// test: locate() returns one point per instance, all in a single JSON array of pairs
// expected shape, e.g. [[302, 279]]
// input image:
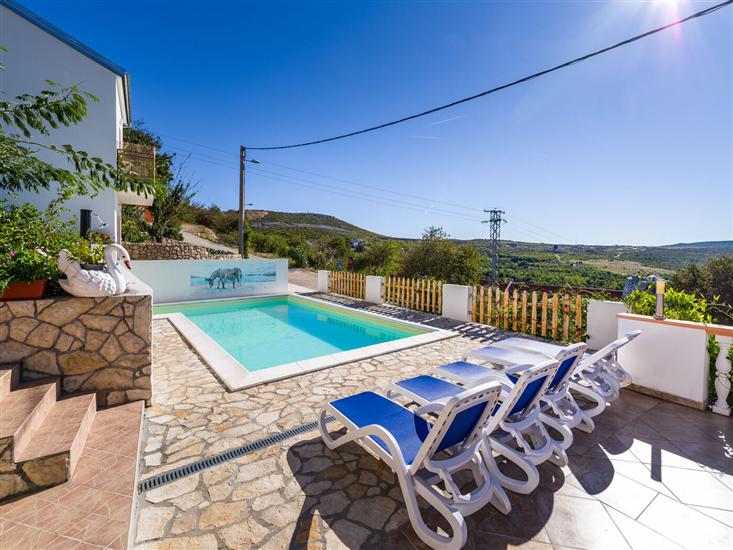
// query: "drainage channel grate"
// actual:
[[210, 462]]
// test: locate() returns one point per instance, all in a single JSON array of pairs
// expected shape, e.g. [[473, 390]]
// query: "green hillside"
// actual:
[[308, 221], [315, 238]]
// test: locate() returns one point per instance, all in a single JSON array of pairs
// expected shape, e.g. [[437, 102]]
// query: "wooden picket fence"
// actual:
[[559, 316], [418, 294], [347, 283]]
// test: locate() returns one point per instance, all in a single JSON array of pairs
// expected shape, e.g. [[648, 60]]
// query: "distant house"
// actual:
[[38, 51]]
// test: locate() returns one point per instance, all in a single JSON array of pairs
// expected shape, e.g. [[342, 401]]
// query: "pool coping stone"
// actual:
[[235, 376]]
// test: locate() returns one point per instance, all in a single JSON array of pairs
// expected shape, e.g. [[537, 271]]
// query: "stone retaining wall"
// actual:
[[172, 250], [93, 344]]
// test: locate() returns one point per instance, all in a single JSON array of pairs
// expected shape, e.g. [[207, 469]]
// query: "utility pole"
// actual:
[[242, 204], [494, 221]]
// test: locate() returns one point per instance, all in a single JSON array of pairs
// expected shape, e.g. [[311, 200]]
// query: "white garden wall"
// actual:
[[374, 289], [187, 280], [602, 325], [457, 302], [669, 358]]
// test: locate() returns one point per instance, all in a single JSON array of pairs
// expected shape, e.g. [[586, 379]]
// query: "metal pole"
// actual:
[[242, 155]]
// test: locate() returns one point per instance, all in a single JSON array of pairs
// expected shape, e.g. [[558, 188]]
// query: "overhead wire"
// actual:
[[495, 89], [393, 202]]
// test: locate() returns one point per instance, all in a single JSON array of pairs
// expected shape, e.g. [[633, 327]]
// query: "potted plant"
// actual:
[[30, 244], [23, 274]]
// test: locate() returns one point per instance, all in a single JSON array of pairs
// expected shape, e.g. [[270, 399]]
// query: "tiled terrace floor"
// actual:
[[652, 475], [93, 509]]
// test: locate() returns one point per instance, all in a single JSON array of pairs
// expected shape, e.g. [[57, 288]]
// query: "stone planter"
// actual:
[[92, 344], [23, 290]]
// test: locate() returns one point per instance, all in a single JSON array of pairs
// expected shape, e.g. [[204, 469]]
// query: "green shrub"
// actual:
[[678, 304], [438, 257], [31, 241]]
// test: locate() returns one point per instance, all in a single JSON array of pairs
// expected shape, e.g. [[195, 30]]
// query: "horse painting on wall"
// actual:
[[231, 277], [220, 277]]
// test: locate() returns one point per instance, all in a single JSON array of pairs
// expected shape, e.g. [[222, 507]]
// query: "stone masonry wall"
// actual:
[[93, 344], [172, 250]]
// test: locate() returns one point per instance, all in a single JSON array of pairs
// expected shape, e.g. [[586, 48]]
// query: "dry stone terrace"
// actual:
[[652, 475]]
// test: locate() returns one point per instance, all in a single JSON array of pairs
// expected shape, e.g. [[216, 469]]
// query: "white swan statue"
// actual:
[[93, 282]]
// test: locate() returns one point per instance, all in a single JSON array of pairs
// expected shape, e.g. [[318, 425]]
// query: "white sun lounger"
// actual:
[[424, 455], [513, 430], [598, 375], [560, 411]]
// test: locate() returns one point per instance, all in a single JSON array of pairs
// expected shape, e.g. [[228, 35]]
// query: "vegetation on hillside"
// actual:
[[712, 281], [173, 194]]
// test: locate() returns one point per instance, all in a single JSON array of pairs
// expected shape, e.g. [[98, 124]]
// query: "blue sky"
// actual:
[[634, 147]]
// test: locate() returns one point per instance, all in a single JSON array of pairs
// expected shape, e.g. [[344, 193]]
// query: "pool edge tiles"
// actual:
[[235, 375]]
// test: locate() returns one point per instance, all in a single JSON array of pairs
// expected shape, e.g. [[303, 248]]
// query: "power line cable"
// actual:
[[522, 80], [431, 206]]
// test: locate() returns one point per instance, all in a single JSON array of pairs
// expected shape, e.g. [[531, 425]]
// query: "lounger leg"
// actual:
[[593, 396], [566, 433], [428, 536], [530, 470]]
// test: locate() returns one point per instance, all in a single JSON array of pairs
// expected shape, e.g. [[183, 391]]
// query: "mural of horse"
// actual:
[[221, 276]]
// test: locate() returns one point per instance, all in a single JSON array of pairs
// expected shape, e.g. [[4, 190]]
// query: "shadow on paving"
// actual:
[[357, 498]]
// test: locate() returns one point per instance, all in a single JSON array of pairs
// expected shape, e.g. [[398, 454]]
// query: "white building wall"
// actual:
[[35, 56]]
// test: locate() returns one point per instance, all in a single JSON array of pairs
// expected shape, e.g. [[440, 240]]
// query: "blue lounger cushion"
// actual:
[[432, 389], [467, 371], [477, 373], [367, 408]]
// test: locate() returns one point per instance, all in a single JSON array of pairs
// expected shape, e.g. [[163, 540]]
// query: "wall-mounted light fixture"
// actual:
[[659, 313]]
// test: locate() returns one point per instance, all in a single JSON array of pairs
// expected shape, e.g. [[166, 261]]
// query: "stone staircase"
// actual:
[[41, 435]]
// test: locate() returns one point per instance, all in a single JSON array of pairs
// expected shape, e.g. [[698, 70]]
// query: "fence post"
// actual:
[[374, 289], [457, 302], [323, 280]]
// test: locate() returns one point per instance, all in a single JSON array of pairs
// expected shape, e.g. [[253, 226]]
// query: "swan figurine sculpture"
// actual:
[[93, 282]]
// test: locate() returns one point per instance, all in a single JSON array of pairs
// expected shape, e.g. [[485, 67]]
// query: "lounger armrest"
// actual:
[[516, 369], [432, 407], [360, 433]]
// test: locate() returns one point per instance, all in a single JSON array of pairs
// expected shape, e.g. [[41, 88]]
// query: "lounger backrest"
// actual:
[[568, 359], [529, 387], [461, 420], [610, 349]]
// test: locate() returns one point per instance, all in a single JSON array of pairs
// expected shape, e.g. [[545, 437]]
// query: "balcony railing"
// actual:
[[137, 159]]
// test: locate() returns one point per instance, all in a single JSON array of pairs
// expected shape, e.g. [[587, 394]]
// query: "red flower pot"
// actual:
[[23, 290]]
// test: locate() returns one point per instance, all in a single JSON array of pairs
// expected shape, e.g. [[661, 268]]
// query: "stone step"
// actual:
[[8, 378], [51, 454], [24, 409]]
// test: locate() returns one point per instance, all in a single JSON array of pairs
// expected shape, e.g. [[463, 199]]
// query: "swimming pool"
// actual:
[[278, 336]]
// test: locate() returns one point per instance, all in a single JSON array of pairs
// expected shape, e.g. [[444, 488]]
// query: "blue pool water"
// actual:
[[264, 332]]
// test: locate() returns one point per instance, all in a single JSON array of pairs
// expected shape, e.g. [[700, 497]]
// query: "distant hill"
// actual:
[[703, 244], [306, 222]]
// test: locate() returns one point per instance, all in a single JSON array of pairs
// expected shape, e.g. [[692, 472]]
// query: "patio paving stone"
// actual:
[[627, 484]]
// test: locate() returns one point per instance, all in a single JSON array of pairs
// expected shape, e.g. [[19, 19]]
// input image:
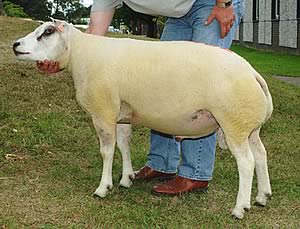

++++++

• [TRAVAIL DEMANDÉ] Recopiez à l'identique les lignes, depuis le début des lignes jusqu'à celle qui contient « [[172, 250], [93, 344]] », celle-ci comprise. N'incluez pas les images dans votre réponse.

• [SOLUTION PROPOSÉE]
// test: locate() returns one point per instance, all in a single JSON array of pairs
// expected shape, e.g. [[302, 279]]
// input image:
// query: "drainage channel grate"
// actual:
[[210, 462]]
// test: locate() returns one point per instance, all in a single JSON array of pairs
// expected shape, e.g. [[473, 390]]
// query: "green hillside"
// actual:
[[308, 221], [315, 238]]
// test: locate() returns one point per instance, all in a single JSON array of pairs
// expected shape, e.g. [[437, 102]]
// query: "wooden picket fence"
// actual:
[[559, 316], [418, 294], [347, 283]]
// test: locate() returns one point per instance, all in a single JSON array of pairs
// expected shape, e.g. [[648, 60]]
// query: "distant house"
// actual:
[[38, 51]]
// test: locate() returns one point per instance, all in a single JSON array of pairs
// expected shape, e.g. [[342, 401]]
// query: "pool coping stone"
// actual:
[[235, 376]]
// test: locate() returns one point per instance, all in a single JSON array of pairs
// expected shape, e.g. [[537, 271]]
// query: "stone retaining wall"
// actual:
[[172, 250], [93, 344]]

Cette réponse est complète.